PROBLEM TO SOLVE >>
Beginning with the line that has "# locate one point per instance of the camel's ear;", write out each line down to the end of the records below exactly, and include no pictures.

EXTRACTED DATA >>
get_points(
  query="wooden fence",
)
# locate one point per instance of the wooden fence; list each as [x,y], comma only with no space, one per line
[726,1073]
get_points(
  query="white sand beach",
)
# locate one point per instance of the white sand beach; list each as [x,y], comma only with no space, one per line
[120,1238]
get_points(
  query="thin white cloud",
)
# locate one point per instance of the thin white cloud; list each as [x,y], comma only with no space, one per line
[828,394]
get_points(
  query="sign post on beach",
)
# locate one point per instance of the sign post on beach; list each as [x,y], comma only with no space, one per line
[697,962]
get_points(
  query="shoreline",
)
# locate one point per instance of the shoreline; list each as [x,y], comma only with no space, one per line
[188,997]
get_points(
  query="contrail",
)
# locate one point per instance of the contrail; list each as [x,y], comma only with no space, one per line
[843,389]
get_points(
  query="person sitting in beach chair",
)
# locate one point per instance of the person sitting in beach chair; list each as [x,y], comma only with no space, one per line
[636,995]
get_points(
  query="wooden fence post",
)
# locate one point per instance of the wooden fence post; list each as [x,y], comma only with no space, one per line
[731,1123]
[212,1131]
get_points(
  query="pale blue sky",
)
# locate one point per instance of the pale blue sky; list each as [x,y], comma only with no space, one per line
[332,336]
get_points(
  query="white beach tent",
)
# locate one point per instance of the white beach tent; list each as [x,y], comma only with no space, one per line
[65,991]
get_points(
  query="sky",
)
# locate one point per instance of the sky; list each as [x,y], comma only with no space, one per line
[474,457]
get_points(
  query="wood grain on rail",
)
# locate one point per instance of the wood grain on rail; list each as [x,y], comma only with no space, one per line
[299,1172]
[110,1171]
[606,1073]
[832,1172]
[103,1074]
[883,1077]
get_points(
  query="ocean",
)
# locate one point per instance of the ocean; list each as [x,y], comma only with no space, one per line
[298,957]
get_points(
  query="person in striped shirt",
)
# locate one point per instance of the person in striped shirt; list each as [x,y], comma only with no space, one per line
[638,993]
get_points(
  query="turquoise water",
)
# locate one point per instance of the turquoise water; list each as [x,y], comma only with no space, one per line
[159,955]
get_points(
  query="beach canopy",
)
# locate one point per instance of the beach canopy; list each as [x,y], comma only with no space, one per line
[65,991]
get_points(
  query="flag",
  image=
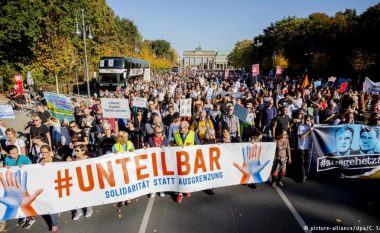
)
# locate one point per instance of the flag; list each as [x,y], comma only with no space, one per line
[305,82]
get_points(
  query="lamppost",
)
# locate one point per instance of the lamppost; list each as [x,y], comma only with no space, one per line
[257,45]
[79,32]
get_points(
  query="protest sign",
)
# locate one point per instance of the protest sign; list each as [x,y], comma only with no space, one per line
[226,73]
[209,94]
[242,113]
[60,106]
[317,83]
[185,108]
[332,79]
[255,69]
[371,87]
[19,84]
[234,94]
[118,177]
[358,154]
[6,111]
[116,108]
[139,102]
[343,87]
[279,70]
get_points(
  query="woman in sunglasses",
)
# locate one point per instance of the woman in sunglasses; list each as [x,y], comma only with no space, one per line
[157,140]
[81,153]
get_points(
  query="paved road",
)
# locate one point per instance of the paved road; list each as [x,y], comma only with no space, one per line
[317,203]
[322,203]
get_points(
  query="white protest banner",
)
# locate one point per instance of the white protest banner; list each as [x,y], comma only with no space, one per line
[185,108]
[371,87]
[242,113]
[139,102]
[6,111]
[318,83]
[332,79]
[255,69]
[60,106]
[115,108]
[209,93]
[118,177]
[279,70]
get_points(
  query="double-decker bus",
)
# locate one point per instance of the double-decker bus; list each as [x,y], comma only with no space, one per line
[114,71]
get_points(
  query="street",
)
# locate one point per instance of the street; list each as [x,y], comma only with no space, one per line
[318,203]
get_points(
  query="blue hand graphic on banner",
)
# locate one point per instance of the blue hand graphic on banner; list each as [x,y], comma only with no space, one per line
[16,194]
[251,164]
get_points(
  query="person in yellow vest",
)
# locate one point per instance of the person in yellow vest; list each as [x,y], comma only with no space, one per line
[185,137]
[200,126]
[123,143]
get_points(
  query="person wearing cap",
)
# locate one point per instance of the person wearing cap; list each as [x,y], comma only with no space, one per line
[267,114]
[185,137]
[174,127]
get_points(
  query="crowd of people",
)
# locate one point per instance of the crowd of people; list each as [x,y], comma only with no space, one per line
[280,109]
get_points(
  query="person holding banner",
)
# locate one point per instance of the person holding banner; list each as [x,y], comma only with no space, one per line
[123,143]
[201,125]
[283,157]
[47,157]
[231,122]
[81,153]
[185,137]
[369,140]
[304,144]
[157,140]
[13,140]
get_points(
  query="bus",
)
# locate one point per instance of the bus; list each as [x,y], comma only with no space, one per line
[114,71]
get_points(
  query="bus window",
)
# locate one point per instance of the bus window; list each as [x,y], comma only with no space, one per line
[108,78]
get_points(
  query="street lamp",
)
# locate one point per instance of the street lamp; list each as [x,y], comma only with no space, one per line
[274,56]
[257,45]
[79,32]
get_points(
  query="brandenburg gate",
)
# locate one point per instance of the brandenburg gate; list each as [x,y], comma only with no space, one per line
[199,59]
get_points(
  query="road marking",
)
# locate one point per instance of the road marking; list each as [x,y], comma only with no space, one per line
[233,216]
[145,220]
[294,212]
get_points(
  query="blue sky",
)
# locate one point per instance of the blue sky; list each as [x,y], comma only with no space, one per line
[219,24]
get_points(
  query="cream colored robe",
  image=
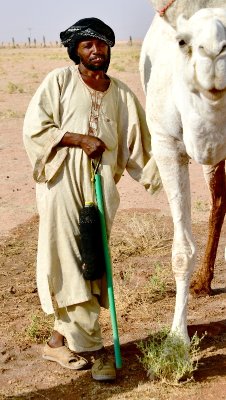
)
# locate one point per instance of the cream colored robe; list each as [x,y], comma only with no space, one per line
[63,104]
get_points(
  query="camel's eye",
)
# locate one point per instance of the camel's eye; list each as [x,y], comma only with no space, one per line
[182,43]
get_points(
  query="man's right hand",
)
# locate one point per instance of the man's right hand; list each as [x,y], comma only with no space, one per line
[91,145]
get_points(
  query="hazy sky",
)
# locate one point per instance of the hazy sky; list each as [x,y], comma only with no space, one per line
[23,18]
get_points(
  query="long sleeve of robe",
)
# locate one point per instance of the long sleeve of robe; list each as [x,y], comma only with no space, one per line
[63,104]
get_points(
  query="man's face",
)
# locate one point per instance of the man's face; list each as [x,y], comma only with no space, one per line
[93,54]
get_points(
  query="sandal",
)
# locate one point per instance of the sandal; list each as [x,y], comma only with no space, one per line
[64,356]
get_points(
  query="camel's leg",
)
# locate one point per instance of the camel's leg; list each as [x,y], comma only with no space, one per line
[172,162]
[215,177]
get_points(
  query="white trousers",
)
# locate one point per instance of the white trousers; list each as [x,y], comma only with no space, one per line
[79,324]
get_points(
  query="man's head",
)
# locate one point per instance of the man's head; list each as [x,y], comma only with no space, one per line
[84,31]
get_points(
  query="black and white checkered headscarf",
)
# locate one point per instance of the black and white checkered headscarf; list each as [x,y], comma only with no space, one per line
[84,29]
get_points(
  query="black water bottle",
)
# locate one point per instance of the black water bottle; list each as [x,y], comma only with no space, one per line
[92,252]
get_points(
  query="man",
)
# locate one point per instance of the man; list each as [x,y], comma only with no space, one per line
[77,115]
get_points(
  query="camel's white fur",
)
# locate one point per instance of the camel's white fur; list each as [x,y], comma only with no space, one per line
[185,7]
[183,73]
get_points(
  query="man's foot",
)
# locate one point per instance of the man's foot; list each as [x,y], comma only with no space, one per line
[103,368]
[64,356]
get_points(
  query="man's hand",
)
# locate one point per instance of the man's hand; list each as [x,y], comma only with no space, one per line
[91,145]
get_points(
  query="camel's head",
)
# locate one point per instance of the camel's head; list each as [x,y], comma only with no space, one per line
[202,43]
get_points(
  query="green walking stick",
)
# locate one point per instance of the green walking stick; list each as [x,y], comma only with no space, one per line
[107,257]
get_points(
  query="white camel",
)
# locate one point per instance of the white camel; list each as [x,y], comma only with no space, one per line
[183,72]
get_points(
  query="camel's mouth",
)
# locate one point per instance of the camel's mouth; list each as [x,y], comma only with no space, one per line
[213,94]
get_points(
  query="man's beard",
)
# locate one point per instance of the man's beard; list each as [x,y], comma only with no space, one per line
[101,67]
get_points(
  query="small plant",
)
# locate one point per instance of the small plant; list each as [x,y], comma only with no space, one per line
[40,328]
[168,358]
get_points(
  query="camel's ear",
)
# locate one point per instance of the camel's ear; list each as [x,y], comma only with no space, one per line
[182,23]
[183,37]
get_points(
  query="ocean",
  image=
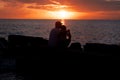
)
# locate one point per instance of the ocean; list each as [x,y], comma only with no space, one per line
[82,31]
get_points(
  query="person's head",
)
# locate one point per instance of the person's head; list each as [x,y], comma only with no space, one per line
[63,27]
[58,24]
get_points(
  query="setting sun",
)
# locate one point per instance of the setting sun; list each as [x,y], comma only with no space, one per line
[63,14]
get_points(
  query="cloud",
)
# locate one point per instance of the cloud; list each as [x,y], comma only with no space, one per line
[77,5]
[103,8]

ANSWER SPACE >>
# locate one point per instance of the camel's ear; list each as [x,y], comma only with no space, one per line
[182,23]
[183,37]
get_points(
  query="ocean",
  image=
)
# locate one point per instance of the ocean; list each as [x,y], comma only with no space, one per line
[82,31]
get_points(
  query="person's head",
)
# locate one point per instance of the person's head; list each as [x,y], comma only with no space, one per line
[63,27]
[58,24]
get_points(
  query="setting sun",
)
# locate one point per instance of the setting sun; list each as [x,y], comma only with no space, one per line
[63,14]
get_points(
  query="cloud",
)
# locate one point per instance of the cloud; list each as [x,y], comma only with no space, one per line
[77,5]
[103,8]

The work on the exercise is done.